**TASK INSTRUCTIONS:** Revise the rows below by replacing each "photo" with "image" and keeping everything else unchanged. Leave the pictures out of your answer.

(Named-object pointing records)
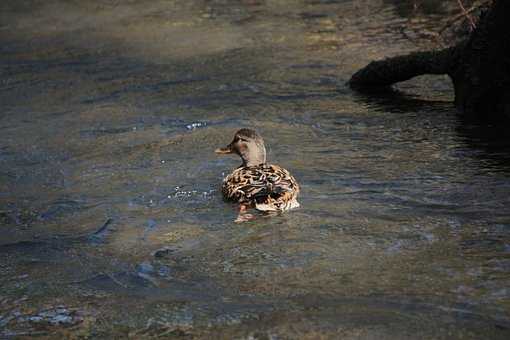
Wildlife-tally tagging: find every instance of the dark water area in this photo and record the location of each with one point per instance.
(112, 221)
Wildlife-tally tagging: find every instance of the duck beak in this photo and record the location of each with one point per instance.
(223, 151)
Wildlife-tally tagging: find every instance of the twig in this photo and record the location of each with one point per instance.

**RIGHT ANSWER:**
Wildlife-tally tagging: find every instance of the dark water area in this image and record the location of each with one point per instance.
(112, 221)
Wildlife-tally tagging: find every instance of the duck beak in this image and record the location of each with one point per instance.
(223, 151)
Wildlife-tally tagging: find every instance of the twig in this image and record the location of each with one point per instance.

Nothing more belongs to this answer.